— START OF Data provided —

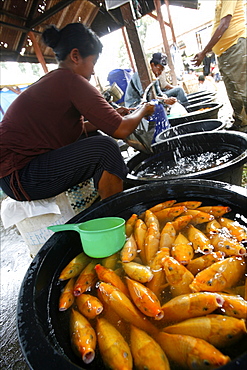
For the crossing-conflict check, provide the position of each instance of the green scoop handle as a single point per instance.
(63, 227)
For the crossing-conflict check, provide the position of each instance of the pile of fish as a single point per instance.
(175, 294)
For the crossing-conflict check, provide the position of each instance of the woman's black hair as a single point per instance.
(73, 35)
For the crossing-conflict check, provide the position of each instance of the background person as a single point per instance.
(42, 150)
(228, 42)
(134, 92)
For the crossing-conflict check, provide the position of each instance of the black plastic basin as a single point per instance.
(43, 330)
(166, 154)
(190, 127)
(202, 99)
(197, 112)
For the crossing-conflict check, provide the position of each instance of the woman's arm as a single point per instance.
(131, 121)
(224, 24)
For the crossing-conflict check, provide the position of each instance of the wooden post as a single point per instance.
(163, 32)
(38, 51)
(135, 45)
(128, 49)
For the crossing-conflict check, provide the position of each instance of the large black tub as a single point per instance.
(43, 330)
(190, 127)
(181, 153)
(197, 112)
(202, 99)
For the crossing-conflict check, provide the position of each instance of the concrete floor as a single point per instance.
(15, 260)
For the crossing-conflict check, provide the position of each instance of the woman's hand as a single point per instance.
(148, 108)
(123, 111)
(170, 101)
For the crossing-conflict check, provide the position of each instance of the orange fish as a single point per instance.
(191, 353)
(67, 298)
(111, 262)
(199, 217)
(206, 260)
(199, 240)
(138, 272)
(140, 231)
(152, 241)
(160, 206)
(83, 337)
(235, 229)
(234, 306)
(145, 299)
(167, 236)
(150, 217)
(216, 211)
(190, 204)
(75, 266)
(182, 250)
(89, 305)
(177, 276)
(87, 279)
(219, 330)
(168, 214)
(109, 276)
(181, 222)
(212, 227)
(130, 225)
(122, 305)
(220, 275)
(158, 282)
(114, 350)
(129, 250)
(227, 245)
(147, 353)
(191, 305)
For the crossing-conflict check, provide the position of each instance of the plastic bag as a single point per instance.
(177, 110)
(144, 135)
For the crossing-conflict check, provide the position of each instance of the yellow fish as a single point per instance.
(167, 236)
(89, 305)
(147, 353)
(191, 353)
(199, 240)
(235, 229)
(114, 350)
(182, 249)
(177, 276)
(109, 276)
(150, 217)
(198, 264)
(87, 279)
(75, 266)
(216, 211)
(123, 306)
(158, 207)
(190, 204)
(138, 272)
(144, 299)
(219, 330)
(234, 306)
(129, 250)
(83, 337)
(140, 231)
(152, 241)
(130, 225)
(220, 275)
(191, 305)
(67, 297)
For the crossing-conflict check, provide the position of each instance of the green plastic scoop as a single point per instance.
(100, 237)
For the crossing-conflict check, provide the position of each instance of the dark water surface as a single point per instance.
(15, 260)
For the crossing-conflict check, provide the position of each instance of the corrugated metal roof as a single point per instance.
(19, 17)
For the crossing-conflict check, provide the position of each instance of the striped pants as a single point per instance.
(54, 172)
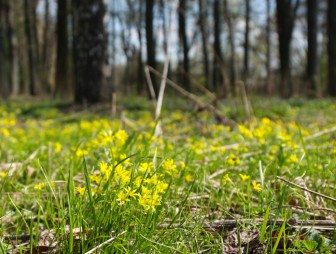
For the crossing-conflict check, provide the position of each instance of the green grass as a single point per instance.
(72, 180)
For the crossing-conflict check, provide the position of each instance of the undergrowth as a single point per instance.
(73, 182)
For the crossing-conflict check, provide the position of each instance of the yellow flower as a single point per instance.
(233, 160)
(105, 169)
(169, 167)
(244, 177)
(5, 132)
(81, 152)
(293, 159)
(161, 187)
(188, 178)
(80, 190)
(58, 147)
(3, 175)
(122, 197)
(95, 178)
(245, 131)
(39, 186)
(226, 178)
(121, 137)
(256, 186)
(150, 201)
(145, 167)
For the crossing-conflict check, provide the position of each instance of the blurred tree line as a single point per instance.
(89, 49)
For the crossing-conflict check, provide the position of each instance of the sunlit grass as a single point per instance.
(89, 178)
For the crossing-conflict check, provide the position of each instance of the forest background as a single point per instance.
(88, 50)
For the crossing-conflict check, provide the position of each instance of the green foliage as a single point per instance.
(86, 179)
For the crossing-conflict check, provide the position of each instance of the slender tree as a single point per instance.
(89, 46)
(268, 87)
(61, 78)
(286, 14)
(247, 41)
(29, 8)
(218, 56)
(46, 45)
(151, 51)
(140, 79)
(331, 47)
(231, 37)
(312, 6)
(182, 10)
(4, 82)
(204, 35)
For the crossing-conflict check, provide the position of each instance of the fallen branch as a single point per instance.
(321, 133)
(230, 224)
(306, 189)
(106, 242)
(223, 119)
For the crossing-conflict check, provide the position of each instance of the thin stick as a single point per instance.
(150, 83)
(194, 98)
(114, 104)
(102, 244)
(158, 129)
(305, 189)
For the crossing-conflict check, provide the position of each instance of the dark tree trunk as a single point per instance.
(45, 55)
(228, 19)
(4, 82)
(247, 42)
(151, 52)
(268, 87)
(204, 35)
(312, 7)
(218, 64)
(140, 63)
(184, 44)
(61, 80)
(286, 14)
(140, 67)
(32, 60)
(331, 24)
(89, 46)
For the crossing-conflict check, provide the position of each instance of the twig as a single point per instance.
(305, 189)
(158, 129)
(150, 83)
(321, 133)
(102, 244)
(246, 102)
(194, 98)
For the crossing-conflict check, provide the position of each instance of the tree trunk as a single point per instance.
(286, 14)
(268, 87)
(140, 70)
(151, 52)
(184, 44)
(28, 8)
(312, 7)
(231, 38)
(218, 80)
(89, 46)
(247, 42)
(331, 24)
(203, 25)
(4, 82)
(45, 54)
(61, 79)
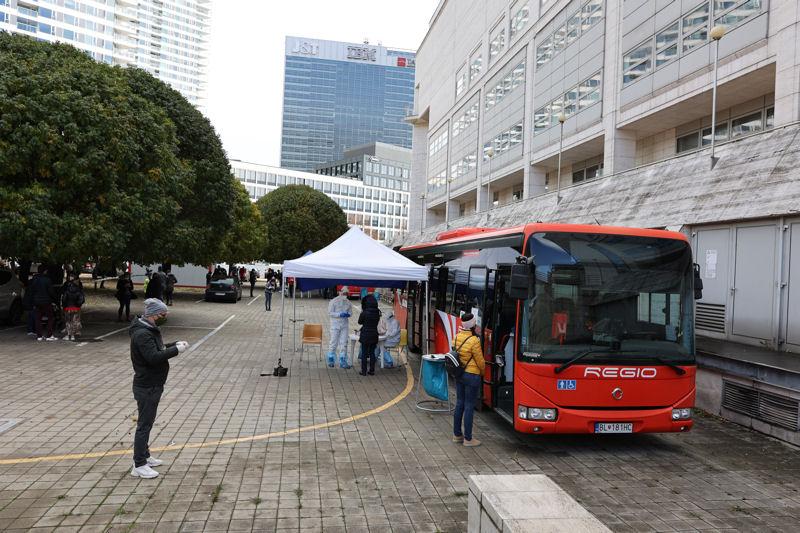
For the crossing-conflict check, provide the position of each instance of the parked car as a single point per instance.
(10, 297)
(225, 289)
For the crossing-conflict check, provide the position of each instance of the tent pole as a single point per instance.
(283, 308)
(425, 325)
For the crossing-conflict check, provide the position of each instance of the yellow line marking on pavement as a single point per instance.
(116, 453)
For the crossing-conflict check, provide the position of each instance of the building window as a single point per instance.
(579, 22)
(503, 141)
(461, 81)
(740, 126)
(475, 66)
(746, 125)
(637, 62)
(574, 100)
(498, 43)
(463, 122)
(513, 79)
(520, 18)
(737, 14)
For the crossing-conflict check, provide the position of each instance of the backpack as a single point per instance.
(452, 361)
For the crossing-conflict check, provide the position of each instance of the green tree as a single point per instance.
(208, 207)
(299, 218)
(247, 239)
(87, 168)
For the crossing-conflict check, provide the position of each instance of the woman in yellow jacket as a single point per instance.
(469, 349)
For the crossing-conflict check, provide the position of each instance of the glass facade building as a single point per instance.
(380, 213)
(339, 95)
(167, 38)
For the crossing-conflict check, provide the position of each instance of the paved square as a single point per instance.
(251, 453)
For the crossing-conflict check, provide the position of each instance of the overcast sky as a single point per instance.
(245, 88)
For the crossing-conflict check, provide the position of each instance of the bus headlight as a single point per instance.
(682, 414)
(537, 413)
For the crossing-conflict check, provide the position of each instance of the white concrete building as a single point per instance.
(633, 82)
(168, 38)
(381, 212)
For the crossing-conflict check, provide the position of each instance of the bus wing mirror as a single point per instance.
(698, 283)
(518, 283)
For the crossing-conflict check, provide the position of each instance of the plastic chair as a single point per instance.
(312, 334)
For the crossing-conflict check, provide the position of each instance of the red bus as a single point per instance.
(585, 329)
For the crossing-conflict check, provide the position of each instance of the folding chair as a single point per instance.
(312, 334)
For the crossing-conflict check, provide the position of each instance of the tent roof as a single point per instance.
(354, 257)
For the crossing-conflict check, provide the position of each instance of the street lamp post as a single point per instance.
(447, 204)
(717, 32)
(561, 119)
(490, 203)
(422, 213)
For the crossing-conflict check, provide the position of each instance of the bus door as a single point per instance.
(501, 323)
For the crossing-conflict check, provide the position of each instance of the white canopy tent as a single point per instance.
(352, 259)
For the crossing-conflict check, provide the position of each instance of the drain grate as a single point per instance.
(768, 407)
(8, 423)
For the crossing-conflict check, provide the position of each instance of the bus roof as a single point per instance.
(489, 235)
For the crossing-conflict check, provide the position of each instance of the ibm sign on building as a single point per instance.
(341, 95)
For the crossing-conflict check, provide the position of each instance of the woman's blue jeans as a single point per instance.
(466, 394)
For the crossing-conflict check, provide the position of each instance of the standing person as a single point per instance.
(369, 318)
(340, 310)
(253, 278)
(170, 287)
(43, 298)
(149, 356)
(72, 299)
(124, 295)
(270, 287)
(468, 345)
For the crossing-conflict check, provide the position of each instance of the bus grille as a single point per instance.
(768, 407)
(710, 317)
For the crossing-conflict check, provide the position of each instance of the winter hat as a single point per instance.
(467, 321)
(153, 307)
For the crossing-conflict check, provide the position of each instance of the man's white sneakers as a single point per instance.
(144, 471)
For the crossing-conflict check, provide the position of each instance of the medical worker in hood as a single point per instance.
(339, 310)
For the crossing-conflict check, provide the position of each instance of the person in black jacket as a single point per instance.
(149, 356)
(369, 318)
(72, 299)
(43, 296)
(124, 295)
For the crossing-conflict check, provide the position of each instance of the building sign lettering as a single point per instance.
(361, 53)
(306, 48)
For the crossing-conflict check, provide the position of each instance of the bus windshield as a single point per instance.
(609, 299)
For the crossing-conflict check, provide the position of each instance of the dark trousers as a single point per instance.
(147, 399)
(369, 349)
(124, 304)
(44, 310)
(466, 394)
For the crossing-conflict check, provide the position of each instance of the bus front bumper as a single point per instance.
(657, 420)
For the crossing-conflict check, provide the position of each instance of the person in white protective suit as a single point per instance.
(340, 311)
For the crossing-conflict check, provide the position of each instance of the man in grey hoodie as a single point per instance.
(149, 356)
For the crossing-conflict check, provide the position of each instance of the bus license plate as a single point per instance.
(613, 427)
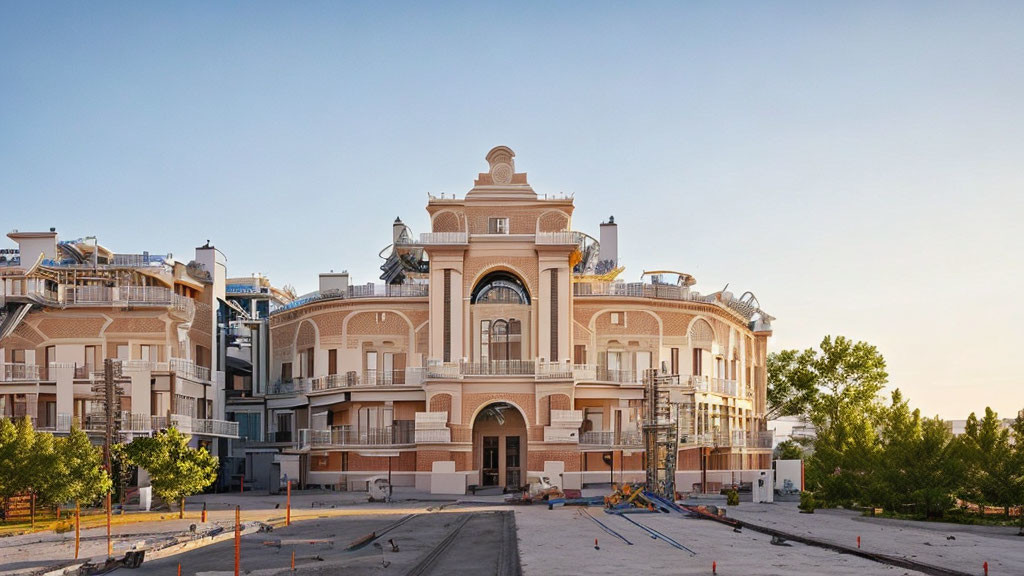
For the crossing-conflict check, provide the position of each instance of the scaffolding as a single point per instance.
(660, 433)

— END OF Data provided —

**Work to do**
Reproduce exactly the lines from the one with "trousers as a single point per instance." to the bottom of the listing, both ends included, and nothing else. Skip the pictures.

**Correct answer**
For the crossing-conflict check, provide the position of each instance of the dark trousers as a single point per instance.
(147, 399)
(369, 349)
(124, 304)
(44, 310)
(466, 394)
For the crossing-conflict check, provide the position of each instance of the bus front bumper as a single point per instance.
(657, 420)
For the crossing-conflict check, provide the position of each instance of the person in white protective suit as a single point per instance.
(340, 311)
For the crossing-conflict check, provide the position of each instance of the man in grey hoodie as a single point per instance.
(149, 356)
For the crossing-conflict check, provide the position of each instance of the bus license plate as a single point per instance.
(613, 427)
For the crossing-conflict check, provide the position of each instance of the scaffolding as a single point per instance.
(660, 433)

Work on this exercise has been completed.